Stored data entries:

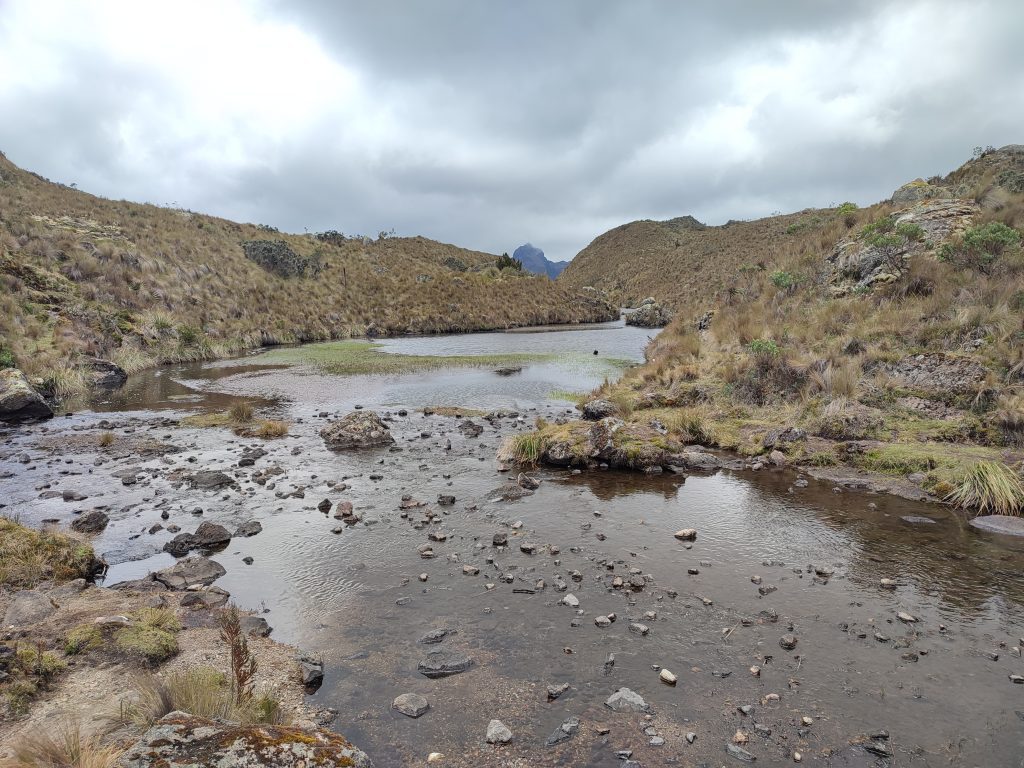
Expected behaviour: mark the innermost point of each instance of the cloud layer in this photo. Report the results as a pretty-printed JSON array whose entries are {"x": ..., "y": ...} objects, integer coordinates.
[{"x": 492, "y": 124}]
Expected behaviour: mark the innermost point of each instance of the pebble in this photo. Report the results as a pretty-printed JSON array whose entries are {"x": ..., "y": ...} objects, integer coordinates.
[{"x": 498, "y": 733}]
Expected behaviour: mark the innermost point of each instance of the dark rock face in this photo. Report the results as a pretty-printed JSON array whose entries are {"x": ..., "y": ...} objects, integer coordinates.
[
  {"x": 18, "y": 401},
  {"x": 443, "y": 664},
  {"x": 90, "y": 522},
  {"x": 107, "y": 375},
  {"x": 534, "y": 260},
  {"x": 650, "y": 314},
  {"x": 180, "y": 739},
  {"x": 192, "y": 571},
  {"x": 276, "y": 256},
  {"x": 358, "y": 429}
]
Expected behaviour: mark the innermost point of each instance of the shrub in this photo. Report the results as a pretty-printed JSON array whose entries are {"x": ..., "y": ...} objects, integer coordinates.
[
  {"x": 783, "y": 281},
  {"x": 62, "y": 747},
  {"x": 989, "y": 487},
  {"x": 980, "y": 247}
]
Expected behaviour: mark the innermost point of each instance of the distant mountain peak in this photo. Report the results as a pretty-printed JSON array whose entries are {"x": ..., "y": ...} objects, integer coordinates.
[{"x": 534, "y": 260}]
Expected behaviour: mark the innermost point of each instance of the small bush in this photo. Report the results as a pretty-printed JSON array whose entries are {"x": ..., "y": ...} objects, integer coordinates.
[
  {"x": 980, "y": 247},
  {"x": 989, "y": 487},
  {"x": 241, "y": 412}
]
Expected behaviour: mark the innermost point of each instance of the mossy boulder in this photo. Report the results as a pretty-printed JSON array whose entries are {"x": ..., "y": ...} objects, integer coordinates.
[
  {"x": 180, "y": 739},
  {"x": 18, "y": 401}
]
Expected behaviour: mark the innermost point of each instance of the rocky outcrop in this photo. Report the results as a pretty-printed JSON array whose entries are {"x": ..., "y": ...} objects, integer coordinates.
[
  {"x": 945, "y": 376},
  {"x": 105, "y": 375},
  {"x": 181, "y": 740},
  {"x": 358, "y": 429},
  {"x": 276, "y": 256},
  {"x": 18, "y": 401},
  {"x": 860, "y": 262},
  {"x": 650, "y": 314}
]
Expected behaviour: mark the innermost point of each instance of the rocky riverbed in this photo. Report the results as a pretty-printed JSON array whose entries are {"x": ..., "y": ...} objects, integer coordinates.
[{"x": 553, "y": 617}]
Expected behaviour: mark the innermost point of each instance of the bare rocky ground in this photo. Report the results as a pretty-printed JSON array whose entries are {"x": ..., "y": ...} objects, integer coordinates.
[{"x": 339, "y": 560}]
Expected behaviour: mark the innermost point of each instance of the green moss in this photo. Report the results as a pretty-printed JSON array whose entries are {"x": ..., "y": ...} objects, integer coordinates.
[
  {"x": 355, "y": 357},
  {"x": 151, "y": 643},
  {"x": 82, "y": 639}
]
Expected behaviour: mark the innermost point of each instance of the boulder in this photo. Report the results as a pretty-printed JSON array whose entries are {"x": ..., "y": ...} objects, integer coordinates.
[
  {"x": 358, "y": 429},
  {"x": 105, "y": 375},
  {"x": 192, "y": 571},
  {"x": 28, "y": 607},
  {"x": 179, "y": 739},
  {"x": 18, "y": 401},
  {"x": 91, "y": 522}
]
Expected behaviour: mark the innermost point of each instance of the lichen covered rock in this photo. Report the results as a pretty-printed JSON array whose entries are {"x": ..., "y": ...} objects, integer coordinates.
[
  {"x": 356, "y": 430},
  {"x": 180, "y": 739},
  {"x": 18, "y": 401}
]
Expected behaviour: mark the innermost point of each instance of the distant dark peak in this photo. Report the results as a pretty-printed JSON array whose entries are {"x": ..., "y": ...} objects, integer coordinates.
[{"x": 534, "y": 260}]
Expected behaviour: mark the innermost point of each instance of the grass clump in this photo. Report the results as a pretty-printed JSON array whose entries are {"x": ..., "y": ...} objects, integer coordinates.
[
  {"x": 152, "y": 637},
  {"x": 29, "y": 556},
  {"x": 989, "y": 487},
  {"x": 64, "y": 747}
]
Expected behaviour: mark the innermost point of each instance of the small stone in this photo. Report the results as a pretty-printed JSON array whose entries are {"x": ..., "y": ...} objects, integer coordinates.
[{"x": 498, "y": 733}]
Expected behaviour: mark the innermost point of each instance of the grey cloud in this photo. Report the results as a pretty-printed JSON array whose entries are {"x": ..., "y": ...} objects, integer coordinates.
[{"x": 550, "y": 122}]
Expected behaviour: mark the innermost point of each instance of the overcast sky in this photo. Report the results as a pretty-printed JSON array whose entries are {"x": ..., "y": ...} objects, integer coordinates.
[{"x": 488, "y": 124}]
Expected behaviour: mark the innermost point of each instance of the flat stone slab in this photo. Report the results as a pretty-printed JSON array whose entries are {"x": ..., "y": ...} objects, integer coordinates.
[
  {"x": 999, "y": 524},
  {"x": 443, "y": 664}
]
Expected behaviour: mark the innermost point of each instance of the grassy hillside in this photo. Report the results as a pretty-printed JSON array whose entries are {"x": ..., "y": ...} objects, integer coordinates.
[
  {"x": 81, "y": 275},
  {"x": 889, "y": 339}
]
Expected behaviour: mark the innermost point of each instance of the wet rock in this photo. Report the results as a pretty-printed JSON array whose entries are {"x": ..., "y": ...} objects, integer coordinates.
[
  {"x": 310, "y": 672},
  {"x": 90, "y": 522},
  {"x": 18, "y": 401},
  {"x": 510, "y": 492},
  {"x": 209, "y": 480},
  {"x": 999, "y": 524},
  {"x": 498, "y": 733},
  {"x": 359, "y": 429},
  {"x": 443, "y": 664},
  {"x": 255, "y": 626},
  {"x": 597, "y": 410},
  {"x": 411, "y": 705},
  {"x": 554, "y": 691},
  {"x": 192, "y": 571},
  {"x": 565, "y": 731},
  {"x": 625, "y": 699},
  {"x": 28, "y": 607},
  {"x": 251, "y": 527},
  {"x": 739, "y": 754}
]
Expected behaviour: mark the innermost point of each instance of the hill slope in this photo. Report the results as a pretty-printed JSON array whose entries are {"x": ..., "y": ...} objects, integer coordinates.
[
  {"x": 84, "y": 275},
  {"x": 534, "y": 260},
  {"x": 883, "y": 345}
]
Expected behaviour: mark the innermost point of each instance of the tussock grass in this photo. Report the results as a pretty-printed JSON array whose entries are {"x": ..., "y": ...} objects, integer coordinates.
[
  {"x": 29, "y": 556},
  {"x": 989, "y": 487},
  {"x": 202, "y": 691},
  {"x": 62, "y": 745}
]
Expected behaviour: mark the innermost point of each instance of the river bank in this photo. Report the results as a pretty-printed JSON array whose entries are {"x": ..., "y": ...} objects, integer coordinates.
[{"x": 776, "y": 554}]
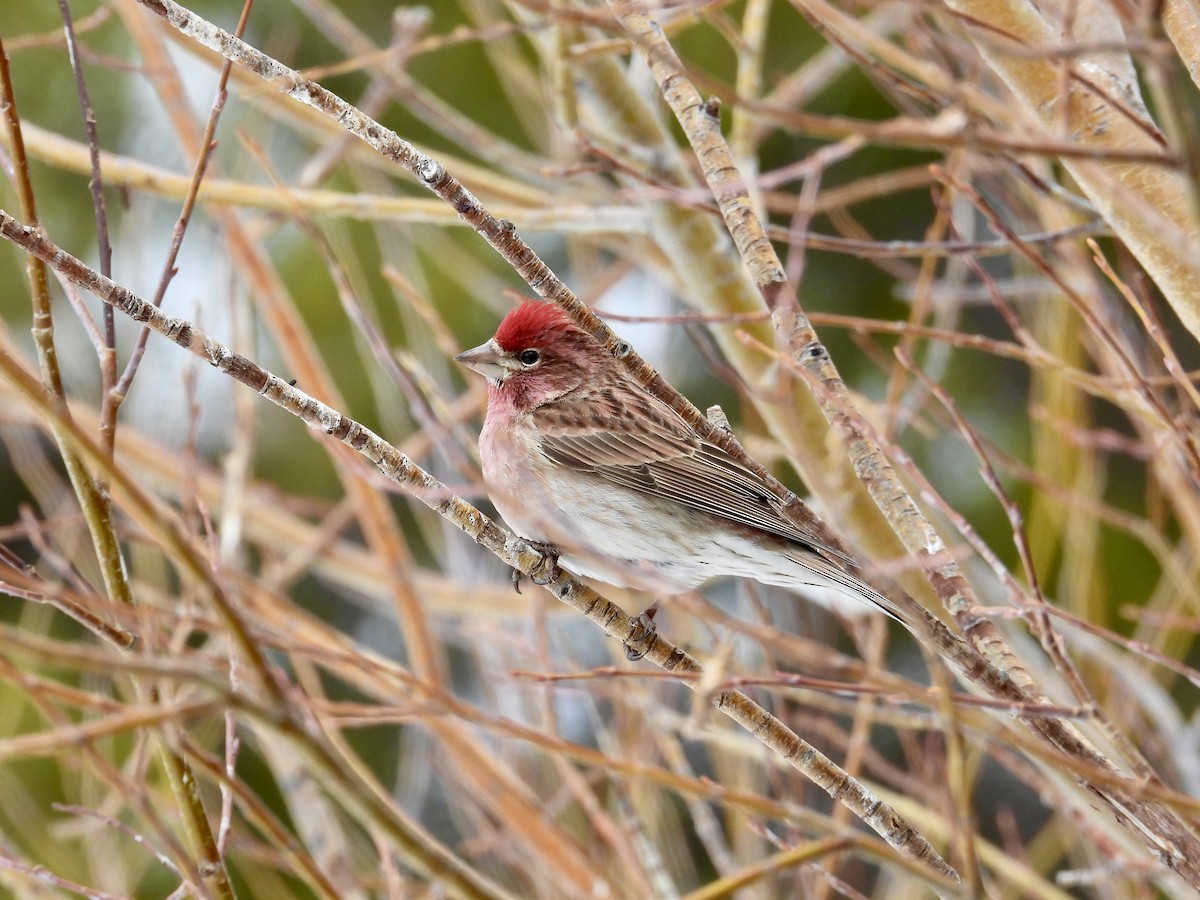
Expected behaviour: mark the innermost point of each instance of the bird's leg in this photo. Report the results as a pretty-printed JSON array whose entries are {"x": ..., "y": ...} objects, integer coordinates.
[
  {"x": 643, "y": 633},
  {"x": 550, "y": 555}
]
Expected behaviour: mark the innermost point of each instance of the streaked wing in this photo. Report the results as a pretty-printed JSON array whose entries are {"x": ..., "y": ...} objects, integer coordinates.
[{"x": 652, "y": 449}]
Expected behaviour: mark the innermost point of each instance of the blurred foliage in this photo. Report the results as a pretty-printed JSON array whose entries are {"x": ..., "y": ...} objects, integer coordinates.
[{"x": 402, "y": 653}]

_Task objective_: Copy the data exactly. Pictures do not belong in the copy.

_Response to this task_:
Expected behaviour: mark the innermost point of each instance of the cloud layer in this photo. Report the results as a pretty-printed JSON array whose entries are {"x": ..., "y": ...} objects, integer coordinates.
[{"x": 492, "y": 124}]
Expected behaviour: mark the innermost point of each instance of the pebble in this photo. Report the results as a pretty-printed JSON array whose entries are {"x": ..., "y": ...} objects, integer coordinates.
[{"x": 498, "y": 733}]
Expected behaviour: mark the innermost point of each instance of the dark rock face in this photo. Report the results as a pretty-printed JSON array whose entries are {"x": ..., "y": ...} objects, integer coordinates.
[
  {"x": 18, "y": 401},
  {"x": 443, "y": 664},
  {"x": 90, "y": 522},
  {"x": 107, "y": 375},
  {"x": 534, "y": 260},
  {"x": 650, "y": 314},
  {"x": 180, "y": 739},
  {"x": 192, "y": 571},
  {"x": 276, "y": 256},
  {"x": 358, "y": 429}
]
Expected behaviour: mark the innermost point of each instance of the shrub in this photo. Report the results as a pretty-printed JSON array whose entries are {"x": ..., "y": ...} objects, integer coordinates.
[
  {"x": 783, "y": 281},
  {"x": 62, "y": 747},
  {"x": 989, "y": 487},
  {"x": 980, "y": 247}
]
Expected behaviour: mark the innermost point of each instance of the distant mountain peak in this photo. Report the results as a pretty-printed JSON array whose entries are {"x": ..., "y": ...} objects, integer coordinates.
[{"x": 534, "y": 260}]
Expected behaviour: mark the innermost point of each instance of the small bush in this photo. Report the results as a pretty-printed JSON array whose entries are {"x": ..., "y": ...} objects, integer coordinates.
[
  {"x": 980, "y": 247},
  {"x": 989, "y": 487},
  {"x": 241, "y": 412}
]
Expected behaviour: mark the innermost point of each instance of the mossy boulder in this photo. Report the results as a pretty-printed JSON array whose entries are {"x": ..., "y": ...} objects, integer coordinates.
[
  {"x": 180, "y": 739},
  {"x": 18, "y": 401}
]
Expected behaviour: mark the innermost point of each instance of the rocky outcrop in this photo. Report the results as a pretty-printed JSON array whose entries are {"x": ..., "y": ...} objects, integer coordinates.
[
  {"x": 945, "y": 376},
  {"x": 105, "y": 375},
  {"x": 181, "y": 740},
  {"x": 358, "y": 429},
  {"x": 276, "y": 256},
  {"x": 18, "y": 401},
  {"x": 860, "y": 262},
  {"x": 650, "y": 314}
]
Expected behaviour: mark the innermost point of each instance of the rocky riverbed in this photo. Report the results as a pretty-printed JSON array whose entries are {"x": ..., "y": ...} objects, integer coordinates.
[{"x": 553, "y": 617}]
Expected behaviour: mark the innermost point of each instance of the bare rocky ground in this photo. Report the results as a pretty-printed JSON array whose entries are {"x": ..., "y": ...} objects, integer coordinates.
[{"x": 339, "y": 560}]
Expected behaviour: mark the innermost point of each instance of the green moss in this photo. Report the results as a pretty-printed JSON array whose entries are {"x": ..., "y": ...} objects, integer coordinates.
[
  {"x": 355, "y": 357},
  {"x": 151, "y": 643},
  {"x": 82, "y": 639}
]
Expected behaviour: mark the innermost point of each instance of the boulder in this photo. Report the results as a pretty-printed JSON array whose entries are {"x": ..., "y": ...} objects, integer coordinates.
[
  {"x": 358, "y": 429},
  {"x": 105, "y": 375},
  {"x": 192, "y": 571},
  {"x": 28, "y": 607},
  {"x": 179, "y": 739},
  {"x": 18, "y": 401},
  {"x": 91, "y": 522}
]
Expected behaviour: mark the innermost point of each instance of the lichen covered rock in this photo. Report the results as a pretty-printed JSON array whose entries are {"x": ..., "y": ...} objects, integer coordinates.
[
  {"x": 356, "y": 430},
  {"x": 180, "y": 739},
  {"x": 18, "y": 401}
]
Expected behaviour: mark the innermost point of each instance of the distant dark peak in this photo. Report the results as a pretty-printed JSON array whose entries are {"x": ..., "y": ...} objects, integer coordinates.
[{"x": 534, "y": 260}]
Expected behaviour: mark the innermost point of each instance of the grass clump in this photo. Report the results as a pretty-printed JSON array whose entries are {"x": ..., "y": ...} objects, integer coordinates.
[
  {"x": 152, "y": 637},
  {"x": 29, "y": 556},
  {"x": 989, "y": 487},
  {"x": 64, "y": 747}
]
Expected behaviour: mark the innermost point of each instance of the small stone in this photo. Report the results as a pretty-printed JSON array whose entries are {"x": ..., "y": ...} objects, integer coordinates.
[{"x": 498, "y": 733}]
Expected behaviour: mark the innermost point of each instance of the grey cloud in this photo. Report the results as a pretty-printed JSON array whose entries are {"x": ..., "y": ...} objects, integer coordinates.
[{"x": 550, "y": 122}]
Expected behaviour: mark the innermost point of each instance of the overcast sky in this photo. Report the results as a pretty-printed JSON array whose entries are {"x": ..., "y": ...} objects, integer coordinates.
[{"x": 488, "y": 124}]
Expected behaviour: mark the innermost point of each instance of the flat stone slab in this photo. Report the results as a pretty-printed JSON array whose entries are {"x": ..., "y": ...} objects, integer coordinates.
[
  {"x": 999, "y": 524},
  {"x": 443, "y": 664}
]
Expected behaviour: mark the innermost point of each instance of the grassy hillside in this photo. Report the results as a pretty-printed JSON array whose entries are {"x": ..., "y": ...} objects, integer coordinates.
[
  {"x": 81, "y": 275},
  {"x": 889, "y": 339}
]
Expected behaviour: mark the innermost point of each instance of the wet rock in this photo. Report the results as a pretty-printed JSON array whose entries are {"x": ..., "y": ...} objects, integer coordinates.
[
  {"x": 310, "y": 672},
  {"x": 90, "y": 522},
  {"x": 18, "y": 401},
  {"x": 510, "y": 492},
  {"x": 209, "y": 480},
  {"x": 999, "y": 524},
  {"x": 498, "y": 733},
  {"x": 359, "y": 429},
  {"x": 443, "y": 664},
  {"x": 255, "y": 626},
  {"x": 597, "y": 410},
  {"x": 411, "y": 705},
  {"x": 554, "y": 691},
  {"x": 192, "y": 571},
  {"x": 565, "y": 731},
  {"x": 625, "y": 699},
  {"x": 28, "y": 607},
  {"x": 251, "y": 527},
  {"x": 739, "y": 754}
]
Expected behaviour: mark the innermost point of each instance of the hill slope in this photo. Report the results as a pretty-printed JSON array whose entries are {"x": ..., "y": ...} objects, integer coordinates.
[
  {"x": 84, "y": 275},
  {"x": 534, "y": 260},
  {"x": 883, "y": 345}
]
Expected behaviour: mark the innermost point of each instance of the tussock grass in this photo. Report the results as a pretty-printed JSON array whose entries are {"x": ..., "y": ...} objects, integer coordinates.
[
  {"x": 29, "y": 556},
  {"x": 989, "y": 487},
  {"x": 202, "y": 691},
  {"x": 62, "y": 745}
]
Expected behaviour: mark the innermost point of each instance of the river bank in this photo. Report the results as a pretty-printed JSON array whose entries are {"x": ..., "y": ...} objects, integer coordinates.
[{"x": 776, "y": 554}]
Expected behaviour: mark the innermost point of each instance of the bird's leg in this photo. Report the results as a pretty-printed JSON array whose entries are {"x": ..., "y": ...} objects, integer coordinates.
[
  {"x": 643, "y": 633},
  {"x": 550, "y": 555}
]
Expected behaviour: mark the innermost point of each instance of the streaked wing in this photo. Report the results as a pretty-printed JSON array whose entries are {"x": ..., "y": ...} objects, integer coordinates.
[{"x": 652, "y": 449}]
Expected behaviour: mark the innermost point of each instance of the blurred foliage in this photo. Report the results as a pretty-printed JSON array whose entries are {"x": ..., "y": ...} objects, integer coordinates.
[{"x": 402, "y": 653}]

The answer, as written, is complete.